- Data to use -
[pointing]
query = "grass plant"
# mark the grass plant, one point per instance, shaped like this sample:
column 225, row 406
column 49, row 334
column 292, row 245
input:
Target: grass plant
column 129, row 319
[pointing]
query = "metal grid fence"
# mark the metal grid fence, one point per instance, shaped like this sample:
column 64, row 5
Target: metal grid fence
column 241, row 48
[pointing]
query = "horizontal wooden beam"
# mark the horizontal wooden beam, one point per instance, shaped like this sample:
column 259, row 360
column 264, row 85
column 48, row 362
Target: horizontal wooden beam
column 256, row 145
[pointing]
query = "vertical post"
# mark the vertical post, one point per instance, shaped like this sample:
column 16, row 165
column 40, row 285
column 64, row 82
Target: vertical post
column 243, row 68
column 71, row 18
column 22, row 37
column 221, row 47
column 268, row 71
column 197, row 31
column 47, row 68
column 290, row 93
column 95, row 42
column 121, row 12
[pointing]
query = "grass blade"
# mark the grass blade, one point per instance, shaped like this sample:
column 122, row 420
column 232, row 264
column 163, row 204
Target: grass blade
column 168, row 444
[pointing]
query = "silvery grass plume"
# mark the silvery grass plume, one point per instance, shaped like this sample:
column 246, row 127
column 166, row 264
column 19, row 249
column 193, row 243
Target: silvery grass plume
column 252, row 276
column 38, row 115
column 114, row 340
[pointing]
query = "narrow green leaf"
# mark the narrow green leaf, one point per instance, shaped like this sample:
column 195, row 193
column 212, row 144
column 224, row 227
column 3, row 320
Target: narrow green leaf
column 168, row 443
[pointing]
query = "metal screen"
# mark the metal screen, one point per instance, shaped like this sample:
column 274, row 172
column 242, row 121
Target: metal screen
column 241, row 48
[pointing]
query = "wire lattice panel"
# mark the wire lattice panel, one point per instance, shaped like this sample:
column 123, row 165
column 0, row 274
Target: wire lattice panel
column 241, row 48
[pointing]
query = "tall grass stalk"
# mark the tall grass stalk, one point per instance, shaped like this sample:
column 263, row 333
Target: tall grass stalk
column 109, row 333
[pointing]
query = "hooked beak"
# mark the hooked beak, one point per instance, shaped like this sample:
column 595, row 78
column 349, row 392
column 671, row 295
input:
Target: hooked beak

- Description of the task -
Copy every one of the records above, line for line, without changing anything.

- Final result -
[pointing]
query = "grass plant"
# mark the grass plant, one point per instance, shaped like this sample:
column 225, row 406
column 49, row 334
column 292, row 245
input:
Target: grass plant
column 129, row 319
[pointing]
query = "metal grid fence"
# mark the metal grid fence, one point per instance, shaped like this sample:
column 64, row 5
Target: metal grid fence
column 241, row 48
[pointing]
query = "horizontal wooden beam"
# mark the horizontal wooden beam, one point per instance, shaped like this sample:
column 259, row 360
column 264, row 85
column 48, row 362
Target: horizontal wooden beam
column 256, row 145
[pointing]
query = "vertical post"
# mark the vertical post, one point per instance, shaped like this sample:
column 16, row 165
column 40, row 285
column 64, row 82
Target: vertical post
column 243, row 68
column 71, row 18
column 22, row 37
column 221, row 47
column 268, row 71
column 197, row 31
column 47, row 68
column 290, row 93
column 95, row 42
column 121, row 12
[pointing]
query = "grass blade"
# mark the grass blade, one point per instance, shaped like this sample:
column 122, row 420
column 232, row 264
column 163, row 204
Target: grass blade
column 168, row 444
[pointing]
query = "silvery grass plume"
# mark the silvery grass plume, one point per instance, shaped like this sample:
column 246, row 127
column 166, row 264
column 19, row 249
column 193, row 243
Target: silvery grass plume
column 252, row 276
column 38, row 115
column 114, row 340
[pointing]
query = "narrow green leaf"
# mark the narrow green leaf, one point per instance, shaped like this sample:
column 195, row 193
column 212, row 144
column 224, row 227
column 3, row 320
Target: narrow green leaf
column 168, row 443
[pointing]
query = "metal screen"
# mark the metal screen, one point per instance, shaped like this sample:
column 274, row 172
column 242, row 121
Target: metal screen
column 241, row 48
[pointing]
query = "wire lattice panel"
# mark the wire lattice panel, one point per instance, shaped like this sample:
column 123, row 165
column 0, row 274
Target: wire lattice panel
column 241, row 48
[pointing]
query = "tall grass stalk"
# mark the tall grass stalk, one point per instance, shaped like this sample:
column 263, row 333
Target: tall grass stalk
column 109, row 333
[pointing]
query = "hooked beak"
# mark the hooked beak, one point per instance, shaped like this sample:
column 595, row 78
column 349, row 392
column 671, row 295
input:
Target: hooked beak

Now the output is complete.